▸ Problem details: All of the data that follows is to be printed exactly, without pictures.
[Records — start]
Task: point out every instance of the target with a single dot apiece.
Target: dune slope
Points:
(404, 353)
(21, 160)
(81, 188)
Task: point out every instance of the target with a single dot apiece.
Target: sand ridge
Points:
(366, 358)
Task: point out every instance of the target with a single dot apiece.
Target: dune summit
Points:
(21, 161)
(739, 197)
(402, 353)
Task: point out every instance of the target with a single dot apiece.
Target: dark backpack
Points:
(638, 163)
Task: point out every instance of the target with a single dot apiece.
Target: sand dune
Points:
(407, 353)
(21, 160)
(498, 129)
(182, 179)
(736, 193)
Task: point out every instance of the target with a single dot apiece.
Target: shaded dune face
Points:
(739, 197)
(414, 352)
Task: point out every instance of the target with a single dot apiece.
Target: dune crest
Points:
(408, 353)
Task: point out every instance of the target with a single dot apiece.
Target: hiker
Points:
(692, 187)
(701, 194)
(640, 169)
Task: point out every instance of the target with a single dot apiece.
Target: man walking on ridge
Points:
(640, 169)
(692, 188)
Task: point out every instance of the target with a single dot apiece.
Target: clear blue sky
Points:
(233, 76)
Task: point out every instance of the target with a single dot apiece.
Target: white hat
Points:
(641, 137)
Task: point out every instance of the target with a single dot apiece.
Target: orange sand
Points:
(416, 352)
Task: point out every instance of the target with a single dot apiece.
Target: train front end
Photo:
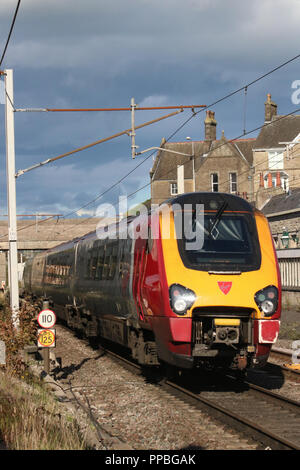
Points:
(223, 283)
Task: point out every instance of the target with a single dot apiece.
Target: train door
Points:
(139, 268)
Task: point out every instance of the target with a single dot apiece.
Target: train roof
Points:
(235, 203)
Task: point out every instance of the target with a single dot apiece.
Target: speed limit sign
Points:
(46, 319)
(46, 338)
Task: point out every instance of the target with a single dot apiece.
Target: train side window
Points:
(122, 259)
(100, 263)
(113, 261)
(107, 262)
(88, 264)
(94, 263)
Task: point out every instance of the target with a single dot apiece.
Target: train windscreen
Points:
(227, 241)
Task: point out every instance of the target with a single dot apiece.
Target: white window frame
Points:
(233, 183)
(275, 159)
(173, 189)
(213, 183)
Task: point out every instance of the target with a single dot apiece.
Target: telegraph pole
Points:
(11, 197)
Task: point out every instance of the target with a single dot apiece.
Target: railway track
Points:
(281, 357)
(263, 416)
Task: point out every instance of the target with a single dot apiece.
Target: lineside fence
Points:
(289, 265)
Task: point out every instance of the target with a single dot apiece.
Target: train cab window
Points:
(229, 242)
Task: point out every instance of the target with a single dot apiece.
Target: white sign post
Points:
(46, 337)
(46, 319)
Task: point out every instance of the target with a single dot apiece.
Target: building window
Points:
(173, 189)
(214, 177)
(233, 182)
(275, 160)
(278, 178)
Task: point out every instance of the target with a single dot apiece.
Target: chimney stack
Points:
(210, 126)
(270, 109)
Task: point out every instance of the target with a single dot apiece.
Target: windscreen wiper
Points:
(217, 218)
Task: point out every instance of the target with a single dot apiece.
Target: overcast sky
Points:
(100, 53)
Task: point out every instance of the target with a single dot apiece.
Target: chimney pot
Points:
(270, 109)
(210, 126)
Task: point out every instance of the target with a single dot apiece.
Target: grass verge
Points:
(31, 418)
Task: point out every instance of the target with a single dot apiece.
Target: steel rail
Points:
(250, 428)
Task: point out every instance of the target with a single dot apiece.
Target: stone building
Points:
(254, 168)
(276, 152)
(283, 213)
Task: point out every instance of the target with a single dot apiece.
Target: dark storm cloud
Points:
(102, 53)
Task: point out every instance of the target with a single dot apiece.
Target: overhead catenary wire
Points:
(193, 115)
(10, 32)
(185, 163)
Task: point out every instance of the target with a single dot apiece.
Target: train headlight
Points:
(181, 298)
(267, 300)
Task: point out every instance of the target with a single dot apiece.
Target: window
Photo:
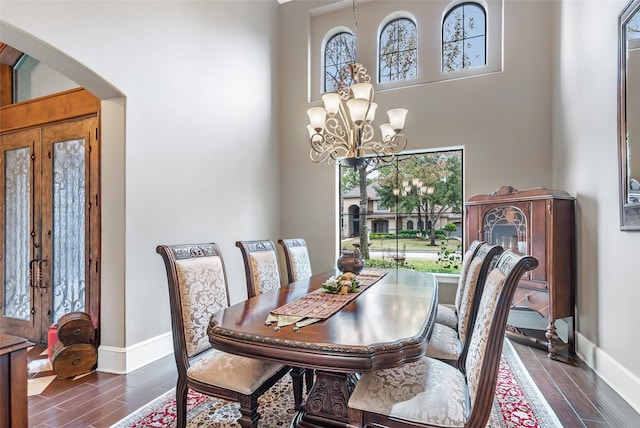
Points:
(398, 55)
(464, 38)
(420, 189)
(382, 206)
(339, 51)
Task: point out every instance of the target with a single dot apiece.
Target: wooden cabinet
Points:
[Records — finish]
▸ Reply:
Task: point out every instance of the target with a single dot apiece.
Target: dune slope
Points:
(404, 353)
(21, 160)
(81, 188)
Task: point out every instance of the target with a single dot apiece.
Target: sand ridge
Points:
(366, 358)
Task: point out every instance of the target with a single dot apiece.
Target: dune summit
Points:
(21, 161)
(739, 197)
(402, 353)
Task: point out every instance of the target with a single dot apiece.
Target: dark backpack
Points:
(638, 163)
Task: point out every instance of the target with a single dot apiece.
Target: sand dune
Points:
(407, 353)
(21, 160)
(498, 129)
(182, 179)
(736, 193)
Task: point out every instance of the target with a single dot apiece.
Target: shaded dune face
Points:
(739, 197)
(414, 352)
Task: point out every instance of the target with a single dot apiece.
Target: dune crest
Points:
(408, 353)
Task: point out every instance of the target with a single dot apiece.
Target: hiker
Points:
(692, 187)
(701, 194)
(640, 169)
Task: point out every instance of the target with a single dot apiece.
Target: man walking on ridge
Points:
(640, 169)
(692, 188)
Task: point out every instance of the target with a single dot apiece.
Target: clear blue sky
Points:
(233, 76)
Task: point out every instance of the target with a single dot apiece.
Target: white hat
Points:
(641, 137)
Task: point out every instance of the target with a single dot apiece.
Target: orange sand
Points:
(416, 352)
Task: point out every instance of the target with a single dot apiece.
Target: train front end
Photo:
Points:
(223, 283)
Task: point out every instance of the target with a single dot apiece.
Target: train door
Points:
(139, 268)
Task: point out every instance of the target with a single dot apiece.
Target: train roof
Points:
(235, 203)
Task: point out every instance of the target with a single dot apiece.
Target: speed limit sign
Points:
(46, 319)
(46, 338)
Task: point out every instance of the target with a single dot apiece.
Target: train side window
Points:
(122, 259)
(100, 263)
(113, 261)
(107, 262)
(88, 264)
(94, 263)
Task: point out every instance of the target with a single dot apiece.
Target: train windscreen
Points:
(227, 241)
Task: point out every instance of the target with a single dot apiece.
Target: white window frame
Points:
(233, 183)
(275, 159)
(173, 189)
(213, 183)
Task: point out every instance of the target with a single dot apiece.
Target: telegraph pole
Points:
(11, 197)
Task: point out every instance of the target with a single dot apiece.
Target: railway track
Points:
(281, 357)
(263, 416)
Task: point out every instance of the target with a single dot apiece.
Target: lineside fence
Points:
(289, 265)
Task: point out every instance of the target with a single dot apiece.
Target: train cab window
Points:
(229, 242)
Task: point out every instance of the target with a single dot apiece.
Target: white sign post
Points:
(46, 337)
(46, 319)
Task: point out every instance of the target with a single dot apiece.
Target: building window
Points:
(173, 189)
(214, 177)
(233, 182)
(275, 160)
(278, 178)
Task: point out every instance of the target with a single dot apiece.
Target: chimney stack
Points:
(210, 126)
(270, 109)
Task: point out every instance of the target with a single dot apiece.
Target: windscreen wiper
Points:
(217, 218)
Task: point out every instance of the target with a single dot apiece.
Target: overcast sky
Points:
(100, 53)
Task: point out every instance of the target with a single dot apiece.
Target: chimney pot
Points:
(270, 109)
(210, 126)
Task: point out every instance of the target with a single dot apiece.
Target: grass verge
Points:
(31, 418)
Task: point out every instance of the target with a single dot apiece.
Target: steel rail
Points:
(250, 428)
Task: point out every instance of the target with a single dot apiece.
Target: stone building
Points:
(254, 168)
(276, 152)
(283, 213)
Task: point out every instance of the target with a single dot apiece.
Target: dark storm cloud
Points:
(102, 53)
Task: point out every instance of the target with a single dot apiece.
Target: overhead catenary wire
Points:
(193, 115)
(10, 32)
(185, 163)
Task: point out every instance of the target with a single dot apiece.
Target: train headlight
Points:
(181, 298)
(267, 300)
Task: point out every instance of the target with a single dot apiece.
Target: window
Photo:
Points:
(398, 55)
(464, 38)
(420, 189)
(382, 206)
(339, 51)
Task: point out every instance of the target with a single dot apiece.
Target: wooden cabinet
Points:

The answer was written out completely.